▶ ACTIVITY
Every record is to be printed exactly as written, and any picture in it is skipped.

──────── EXERCISE INPUTS

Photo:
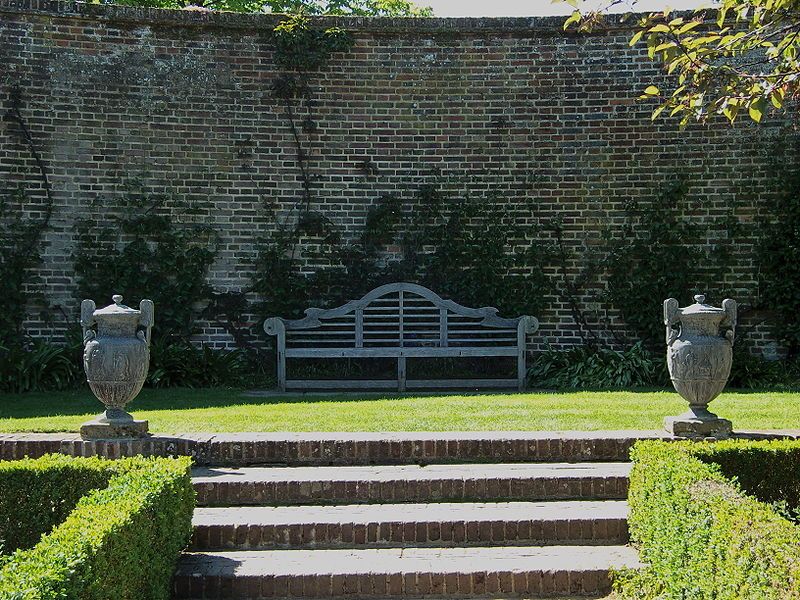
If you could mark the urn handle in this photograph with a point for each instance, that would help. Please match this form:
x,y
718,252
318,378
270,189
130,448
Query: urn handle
x,y
146,320
729,322
671,320
87,320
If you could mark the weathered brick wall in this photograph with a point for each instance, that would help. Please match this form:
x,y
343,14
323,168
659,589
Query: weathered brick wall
x,y
510,107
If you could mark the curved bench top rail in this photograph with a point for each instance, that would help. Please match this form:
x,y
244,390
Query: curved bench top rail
x,y
313,316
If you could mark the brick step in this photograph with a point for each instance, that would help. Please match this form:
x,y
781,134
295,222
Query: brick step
x,y
410,483
526,572
404,525
321,449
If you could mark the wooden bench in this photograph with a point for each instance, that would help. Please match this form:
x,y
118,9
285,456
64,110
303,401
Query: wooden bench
x,y
400,320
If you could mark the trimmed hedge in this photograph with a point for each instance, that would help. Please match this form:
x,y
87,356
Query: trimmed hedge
x,y
120,540
700,533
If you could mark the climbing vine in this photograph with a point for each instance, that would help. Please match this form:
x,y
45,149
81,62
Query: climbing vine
x,y
137,246
778,247
21,238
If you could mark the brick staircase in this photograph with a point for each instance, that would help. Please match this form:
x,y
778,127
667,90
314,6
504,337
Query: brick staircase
x,y
414,515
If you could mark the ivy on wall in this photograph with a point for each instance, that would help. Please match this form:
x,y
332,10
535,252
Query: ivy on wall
x,y
778,246
21,238
465,247
138,246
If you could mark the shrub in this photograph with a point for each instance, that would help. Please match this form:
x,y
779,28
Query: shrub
x,y
699,532
39,366
120,541
589,367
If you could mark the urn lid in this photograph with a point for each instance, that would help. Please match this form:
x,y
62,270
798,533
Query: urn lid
x,y
700,308
117,309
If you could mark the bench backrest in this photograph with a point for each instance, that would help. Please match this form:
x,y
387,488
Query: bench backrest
x,y
403,315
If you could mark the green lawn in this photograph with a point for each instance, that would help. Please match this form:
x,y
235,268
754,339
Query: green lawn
x,y
219,410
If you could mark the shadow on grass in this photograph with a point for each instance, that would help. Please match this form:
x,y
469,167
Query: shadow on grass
x,y
82,402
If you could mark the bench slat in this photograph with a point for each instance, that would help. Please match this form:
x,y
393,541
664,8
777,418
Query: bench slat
x,y
394,352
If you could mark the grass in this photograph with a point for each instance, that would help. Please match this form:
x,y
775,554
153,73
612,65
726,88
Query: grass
x,y
221,410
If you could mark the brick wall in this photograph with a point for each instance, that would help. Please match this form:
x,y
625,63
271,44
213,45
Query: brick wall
x,y
512,107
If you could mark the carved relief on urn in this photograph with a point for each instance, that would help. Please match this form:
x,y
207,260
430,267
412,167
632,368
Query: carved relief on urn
x,y
699,357
116,359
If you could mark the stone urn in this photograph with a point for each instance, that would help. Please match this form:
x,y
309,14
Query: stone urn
x,y
116,357
699,357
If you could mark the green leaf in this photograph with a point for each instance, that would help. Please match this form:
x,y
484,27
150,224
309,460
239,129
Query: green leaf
x,y
756,109
575,17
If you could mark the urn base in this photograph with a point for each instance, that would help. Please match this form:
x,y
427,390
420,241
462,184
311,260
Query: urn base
x,y
114,423
698,424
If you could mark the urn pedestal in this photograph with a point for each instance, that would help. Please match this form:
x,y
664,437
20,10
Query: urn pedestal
x,y
699,357
116,358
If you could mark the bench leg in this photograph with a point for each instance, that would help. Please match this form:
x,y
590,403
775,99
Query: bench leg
x,y
401,373
281,370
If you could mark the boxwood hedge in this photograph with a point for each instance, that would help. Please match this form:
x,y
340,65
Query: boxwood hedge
x,y
91,528
701,519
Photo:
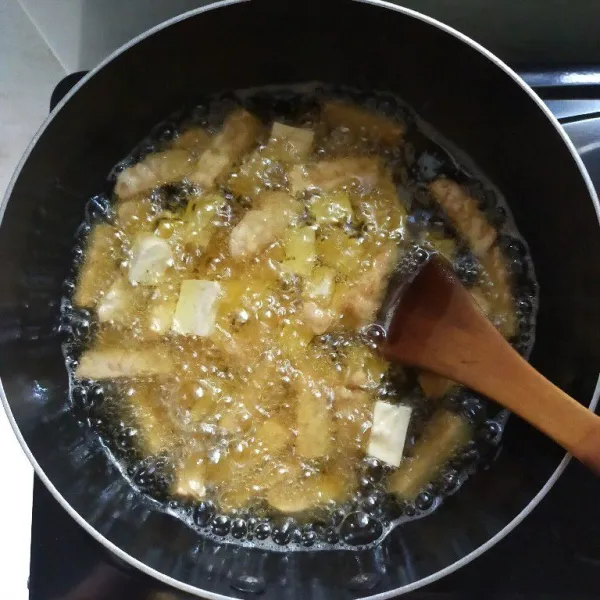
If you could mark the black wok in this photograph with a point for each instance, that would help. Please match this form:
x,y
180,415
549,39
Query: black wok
x,y
468,95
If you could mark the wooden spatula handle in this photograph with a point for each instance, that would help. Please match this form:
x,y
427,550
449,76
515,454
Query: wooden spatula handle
x,y
438,327
503,374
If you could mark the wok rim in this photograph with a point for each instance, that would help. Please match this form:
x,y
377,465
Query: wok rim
x,y
190,589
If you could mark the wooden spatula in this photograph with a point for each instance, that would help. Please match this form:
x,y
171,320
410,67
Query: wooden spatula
x,y
438,327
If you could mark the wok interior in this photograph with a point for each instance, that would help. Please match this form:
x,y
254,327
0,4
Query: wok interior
x,y
449,84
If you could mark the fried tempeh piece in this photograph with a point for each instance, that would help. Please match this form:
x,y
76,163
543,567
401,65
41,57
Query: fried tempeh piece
x,y
258,481
156,169
306,493
465,215
313,423
502,306
364,297
263,225
290,143
117,362
194,140
362,123
190,478
329,175
443,436
102,255
238,135
264,168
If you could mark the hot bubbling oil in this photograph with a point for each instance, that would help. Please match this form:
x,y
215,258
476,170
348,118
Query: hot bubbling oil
x,y
217,427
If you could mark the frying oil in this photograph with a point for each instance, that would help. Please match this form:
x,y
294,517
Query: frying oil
x,y
212,411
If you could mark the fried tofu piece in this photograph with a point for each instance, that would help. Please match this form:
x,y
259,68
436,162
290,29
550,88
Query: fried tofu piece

────────────────

▶ ANSWER BOX
Photo:
If you could mark the urn handle in this photograph with a point for each instance, that would help. Please match this form:
x,y
718,252
318,378
270,189
130,448
Query: urn handle
x,y
146,320
729,322
671,320
87,320
If you could mark the weathered brick wall in this photograph with a point for each instance, that would help. Please match this form:
x,y
343,14
323,168
659,589
Query: weathered brick wall
x,y
510,107
If you could mark the curved bench top rail in this photograph with a point for each instance, that would help. Please match this form:
x,y
244,390
Query: curved bench top rail
x,y
313,316
If you could mark the brick step in this photograph with a point for each instance, that would help. Please match this form:
x,y
781,134
295,222
Query: brick step
x,y
410,483
526,572
404,525
321,449
If you could mark the wooden bench in this photograph with a point for each instance, that would help. Please match this form:
x,y
118,9
285,456
64,110
303,401
Query: wooden bench
x,y
400,320
If you could mark the trimmed hedge in this photograph with a point for each instance, that would help. Please match this form:
x,y
87,356
Query: trimmed hedge
x,y
120,540
700,533
If you could mark the climbing vine in this photograph with a point for each instance, that would help. Please match this form:
x,y
45,149
81,62
Query: climbing vine
x,y
137,246
778,247
21,238
If you could mark the brick staircase in this photograph with a point for each instance, that would help. Please match this form:
x,y
778,127
667,90
314,6
504,337
Query: brick staircase
x,y
414,515
If you could mark the ivy on wall in this photograph with a point for each instance, that would help. Please match this form:
x,y
332,10
535,252
Query: ivy on wall
x,y
778,246
21,238
465,247
138,246
If you could mark the shrub in this photograph with a point for each instance, that would help. Please match this form:
x,y
779,28
Query: shrub
x,y
699,532
39,366
120,541
589,367
If you could mark the urn lid in this photograph with a point for each instance, that would help. Please match this form:
x,y
62,270
798,533
Query: urn lid
x,y
700,308
117,309
If you could mark the bench backrest in this photograph with a point for each instance, that would help. Please match this form:
x,y
387,488
Query: bench backrest
x,y
403,315
If you could mark the green lawn in this photograph with a point for each instance, that would help. Please match this form:
x,y
235,268
754,339
Query: green lawn
x,y
219,410
If you could mark the shadow on grass in this photograph with a point for each instance, that would help. Please match this form:
x,y
469,167
Query: shadow on grass
x,y
82,402
If you could mark the bench slat in this photograph with a point for each instance, that would help. Please match this form:
x,y
393,541
664,8
777,418
Query: bench slat
x,y
394,352
If you could mark the grass in this photograph with a point for each instance, that would help. Please match this form:
x,y
775,554
153,73
612,65
726,88
Query: grass
x,y
221,410
If you could mark the brick wall in this photograph with a point for each instance, that would help. Please match this form:
x,y
625,63
271,44
213,45
Query: brick wall
x,y
512,107
If you could mark the carved relief on urn in this photograph with a point for each instance, that would help. Please match this form:
x,y
207,260
430,267
412,167
632,368
Query: carved relief on urn
x,y
699,357
116,359
If you could mark the stone urn in this photograph with a point for each instance, that would help. Please match this form:
x,y
309,14
Query: stone urn
x,y
116,357
699,357
If you could mark the green leaf in this photograph with a point for each instance, that would help. Please match this form:
x,y
484,27
150,224
309,460
239,129
Query: green leaf
x,y
756,109
575,17
If you could mark the urn base in this photograph with a point for each instance, that would help. Please match this form:
x,y
427,390
420,241
462,184
311,260
Query: urn base
x,y
114,423
698,424
If you could mark the urn pedestal in this photograph with a point for each instance, that would help. Please match this form:
x,y
664,437
20,10
Query: urn pedestal
x,y
699,357
116,358
If you could mark the bench leg in this photograph with a point for each instance, that would help. Please match this form:
x,y
590,403
775,99
Query: bench leg
x,y
401,373
281,370
If you could mark the boxwood hedge in this photograph with a point for each instance, that would help. Please match this form:
x,y
340,65
Query: boxwood hedge
x,y
91,528
701,519
Photo:
If you could mark the black wok in this photograph with a point for each instance, that would help. Please match this form:
x,y
180,415
549,39
Query: black wok
x,y
468,95
If you could mark the wooden spatula handle in this photograph with a point for each instance, that would help. Please match this form:
x,y
427,550
449,76
515,454
Query: wooden spatula handle
x,y
438,327
503,374
If you could mark the wok rim in this photograph with a point for each instance, that would help. Please match this form:
x,y
377,465
Query: wok rim
x,y
190,589
If you could mark the wooden spatula in this photograph with a point for each instance, that would help. Please match this form:
x,y
171,320
410,67
Query: wooden spatula
x,y
438,327
If you could mark the wok interior in this photograph with a point for each instance, that would help. Please match this form:
x,y
254,327
0,4
Query: wok interior
x,y
449,84
If you could mark the fried tempeh piece in this photograph with a point for each instance, that would help. Please match this form:
x,y
76,163
543,567
401,65
41,57
Query: fried tempeh piece
x,y
258,481
156,169
306,493
465,215
313,423
502,306
364,297
263,225
290,143
117,362
194,140
362,123
190,478
329,175
443,436
102,255
238,135
264,168
If you could mark the hot bubbling oil in this photograph with a point for each instance, that would help. Please match this form:
x,y
215,258
476,170
348,118
Query: hot bubbling oil
x,y
217,427
If you could mark the frying oil in this photograph with a point for each instance, that would help. Please match this form:
x,y
294,517
Query: frying oil
x,y
212,411
If you could mark the fried tofu piece in this photograph with a point for each instance, that would help. Please match this form:
x,y
259,68
436,162
290,29
550,88
Query: fried tofu piece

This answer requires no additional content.